• _Data_
--*--

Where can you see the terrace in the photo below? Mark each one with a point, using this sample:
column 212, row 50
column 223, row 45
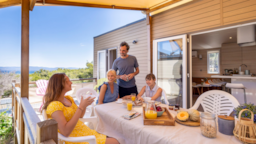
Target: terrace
column 166, row 21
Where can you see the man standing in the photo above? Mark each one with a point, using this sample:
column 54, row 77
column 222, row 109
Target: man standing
column 126, row 65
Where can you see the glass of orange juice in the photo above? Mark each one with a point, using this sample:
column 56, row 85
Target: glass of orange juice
column 151, row 114
column 133, row 96
column 129, row 105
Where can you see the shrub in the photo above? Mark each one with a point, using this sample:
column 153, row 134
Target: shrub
column 7, row 93
column 6, row 128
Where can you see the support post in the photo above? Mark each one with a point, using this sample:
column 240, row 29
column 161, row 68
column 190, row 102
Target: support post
column 24, row 48
column 150, row 41
column 24, row 87
column 47, row 130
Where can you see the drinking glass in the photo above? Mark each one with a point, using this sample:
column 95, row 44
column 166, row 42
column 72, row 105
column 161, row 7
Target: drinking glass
column 133, row 96
column 129, row 105
column 150, row 111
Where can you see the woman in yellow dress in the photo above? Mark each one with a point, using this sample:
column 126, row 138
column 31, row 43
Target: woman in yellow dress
column 64, row 110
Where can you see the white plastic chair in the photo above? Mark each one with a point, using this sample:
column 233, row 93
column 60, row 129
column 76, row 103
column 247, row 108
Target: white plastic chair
column 89, row 139
column 165, row 98
column 217, row 102
column 237, row 86
column 163, row 94
column 85, row 91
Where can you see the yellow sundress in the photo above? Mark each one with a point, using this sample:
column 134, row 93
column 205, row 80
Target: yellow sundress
column 80, row 129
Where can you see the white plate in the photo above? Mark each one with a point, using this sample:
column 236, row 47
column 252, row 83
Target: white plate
column 118, row 102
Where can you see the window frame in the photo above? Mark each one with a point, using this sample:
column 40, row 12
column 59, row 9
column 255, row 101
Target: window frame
column 213, row 51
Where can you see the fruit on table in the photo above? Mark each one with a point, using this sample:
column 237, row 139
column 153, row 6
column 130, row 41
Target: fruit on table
column 183, row 116
column 194, row 115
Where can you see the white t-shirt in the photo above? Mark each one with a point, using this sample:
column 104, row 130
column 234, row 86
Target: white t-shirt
column 151, row 93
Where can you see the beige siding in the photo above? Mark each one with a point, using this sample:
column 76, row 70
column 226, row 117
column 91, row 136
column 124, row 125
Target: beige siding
column 195, row 16
column 140, row 50
column 202, row 15
column 231, row 56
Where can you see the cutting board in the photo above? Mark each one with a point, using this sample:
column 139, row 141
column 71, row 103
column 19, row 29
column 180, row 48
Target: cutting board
column 189, row 123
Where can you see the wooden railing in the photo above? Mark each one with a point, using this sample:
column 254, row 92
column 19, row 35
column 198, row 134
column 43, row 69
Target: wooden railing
column 28, row 127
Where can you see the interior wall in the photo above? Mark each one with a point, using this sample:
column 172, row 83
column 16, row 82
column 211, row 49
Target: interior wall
column 202, row 15
column 134, row 31
column 231, row 56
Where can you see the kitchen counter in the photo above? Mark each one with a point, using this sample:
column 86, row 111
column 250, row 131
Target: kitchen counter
column 249, row 84
column 234, row 77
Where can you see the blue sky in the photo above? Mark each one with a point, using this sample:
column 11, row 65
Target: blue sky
column 59, row 36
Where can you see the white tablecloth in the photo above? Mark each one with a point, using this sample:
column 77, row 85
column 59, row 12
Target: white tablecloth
column 135, row 132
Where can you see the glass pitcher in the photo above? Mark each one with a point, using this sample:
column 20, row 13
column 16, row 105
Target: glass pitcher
column 150, row 111
column 208, row 125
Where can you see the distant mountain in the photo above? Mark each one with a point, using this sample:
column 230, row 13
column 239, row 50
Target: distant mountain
column 32, row 69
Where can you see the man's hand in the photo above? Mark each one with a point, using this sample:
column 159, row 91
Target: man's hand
column 130, row 76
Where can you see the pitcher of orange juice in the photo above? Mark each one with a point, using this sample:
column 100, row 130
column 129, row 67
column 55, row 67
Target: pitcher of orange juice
column 129, row 105
column 150, row 111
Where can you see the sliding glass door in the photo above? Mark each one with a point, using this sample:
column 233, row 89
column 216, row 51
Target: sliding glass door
column 170, row 68
column 101, row 64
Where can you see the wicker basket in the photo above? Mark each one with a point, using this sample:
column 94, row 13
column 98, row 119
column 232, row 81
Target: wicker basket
column 245, row 129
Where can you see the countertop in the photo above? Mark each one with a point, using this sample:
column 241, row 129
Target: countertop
column 233, row 77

--*--

• _Task directions_
Nothing but the lines from the one with "column 20, row 13" through the last line of the data should appear; print them exactly.

• _Output of the exercise_
column 20, row 13
column 16, row 105
Target: glass pitcher
column 150, row 111
column 208, row 125
Where can you see the distant mountain in the photo above? Mark each one with a point, using this sample:
column 230, row 13
column 239, row 50
Target: distant mountain
column 32, row 69
Where can you see the man's hand in the photo above? Mark each one with a point, using this sample:
column 159, row 91
Target: man's hand
column 130, row 76
Where can you see the pitcher of orange juice in the photo above? Mark each one with a point, using this sample:
column 100, row 130
column 129, row 67
column 55, row 67
Target: pitcher of orange juice
column 129, row 105
column 150, row 111
Where can you see the sliding glass door in the photo above? Mark each one with a point, using this sample:
column 233, row 89
column 216, row 51
Target: sliding glass door
column 170, row 68
column 101, row 64
Where can you see the wicker basket in the photo above? Mark each one with a point, using this sample:
column 94, row 13
column 98, row 119
column 232, row 81
Target: wicker basket
column 245, row 129
Where can you see the countertop in the photo above? Mark each one with a point, using this sample:
column 241, row 129
Target: countertop
column 233, row 77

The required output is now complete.